- Parts of the exercise -
• a. Answer these questions about the post on xine coding rules:
(i) What does the post expect to be a mess if the changes are committed and pushed now?
(ii) Which C99 feature does the post say cannot be used in xine?
(iii) Which variable names does the post give as examples of names that meaningful constants help avoid?
• b. Continue the post on xine coding rules, picking up right after its final sentence.

- Source passage -
####

I’m still wandering through xine’s sources to apply my own style to them, hoping that I can spot problematic areas before they become a problem. It’s quite interesting what I’ve seen, as the code is really suboptimal in some cases: functions could be factored out so that they are shared between plugins, in some we have leaks because we allocate stuff and then return without the object, in others we could reduce the size of a code section protected by a mutex.
I haven’t committed and pushed these changes yet because I’m sure it will be a mess to merge them into 1.2, so I’ll first try that when I’m willing to spend time to merge them back into 1.2.
In general, what I’ve been following for xine’s source changes are a few simple rules:
- whenever possible, use constants instead of variables;
- whenever possible, declare constants and variables only when you can give them a meaningful value;
- whenever possible, reduce the scope of variables and constant by adding blocks;
- in each function, test first all the prerequisites, before any allocation or constant calculation;
- in each function, when a condition has to be checked and no code has to be executed if it’s not true, return from the function rather than increasing the indentation level with a new
if
block; - if the same exact calculation has to be done on different values, create a function, even if it’s a single return or little more; constant functions will most likely be optimised by the compiler;
- when a function require using mutexes, make sure that allocations and freeing of memory areas happen outside the mutex-protected code, even if that means keeping memory allocated for a while longer than necessary.
Unfortunately xine, while depending on a C99-compliant compiler already – for FFmpeg – does not require enabling all the C99 features yet. Which means I can’t use C99-style for loops, which I found quite useful to make code clean.
My reasoning for these rules are quite easy actually.
Assigning the value to a variable when it’s declared makes unused variable warnings from GCC more useful (assignment is considered use, which means that a variable declared and then assigned is never considered unused – which by the way is wrong, GCC should warn in that case too, but I’m no good with compilers so I can’t patch it for this), and makes it less likely that a quick change makes use of the variable before a value is assigned.
Marking data constant whenever possible makes it less likely that the meaning of a variable is changed. I find it nicer to have ten constants than one variable with ten different meanings. It also often forces to get more meaningful names for the data instead of relying on variables called tmp
, n
, i
, j
, k
…
Reducing the scope of variables combine the two objectives above: you cannot abuse a variable if its scope is limited, and you cannot use the variable before it gets an useful value if it’s not in your scope.

####

- Records for identifying positions -
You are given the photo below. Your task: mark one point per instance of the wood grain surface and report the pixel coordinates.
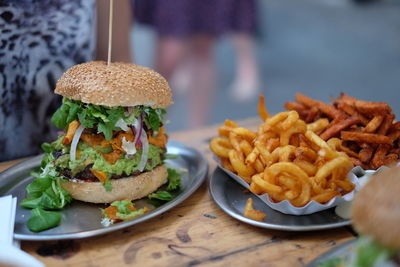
(196, 232)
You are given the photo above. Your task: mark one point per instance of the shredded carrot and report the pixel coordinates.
(160, 140)
(72, 127)
(102, 176)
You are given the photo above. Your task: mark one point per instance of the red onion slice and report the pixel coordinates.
(75, 141)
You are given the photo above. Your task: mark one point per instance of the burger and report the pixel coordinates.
(376, 217)
(113, 141)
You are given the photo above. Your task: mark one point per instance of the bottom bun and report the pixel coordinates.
(133, 187)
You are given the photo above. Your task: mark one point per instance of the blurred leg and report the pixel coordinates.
(170, 52)
(203, 79)
(246, 84)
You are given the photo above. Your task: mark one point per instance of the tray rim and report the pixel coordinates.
(198, 180)
(265, 225)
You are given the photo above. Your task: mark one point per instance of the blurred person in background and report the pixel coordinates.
(187, 31)
(39, 40)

####

- Results -
• a.
(i) Merging the changes into 1.2.
(ii) C99-style for loops.
(iii) tmp, n, i, j and k.

• b.
Checking conditions beforehand makes it possible to avoid allocations before prerequisites are checked, which in turn makes it possible to avoid allocation and freeing cycles. It also makes it possible to avoid locking an unlocking mutexes for no good reason.
Returning earlier from a function is instead useful to avoid multiple indentation levels in case multiple prerequisites are checked in series. It’s just readability that gets improved, but still it’s a lot.
Splitting a calculation makes it less likely to make a copy-paste mistake in the code, and it makes it easier to change it if it needs fixes.
And mutex-protected code should be as limited as possible as it’s code that doesn’t make good use of multicore systems, and in today’s computers world that’s bad.
I think I’ll complete this cleanup soon enough, and then move to 1.2 to change the paradigm a bit more. Mostly I’m tempted to see where we can replace some mutexes with R/W locks (which should make xine work better in parallel, as thread would block each other only while writing).
I also start thinking of a few things we could try to use for 1.3 or 2.0, namely glib’s lists and thread supports to replace xine’s own implementations. My reason for this is that it makes very little sense to reinvent the wheel for these things when they are already well developed and available.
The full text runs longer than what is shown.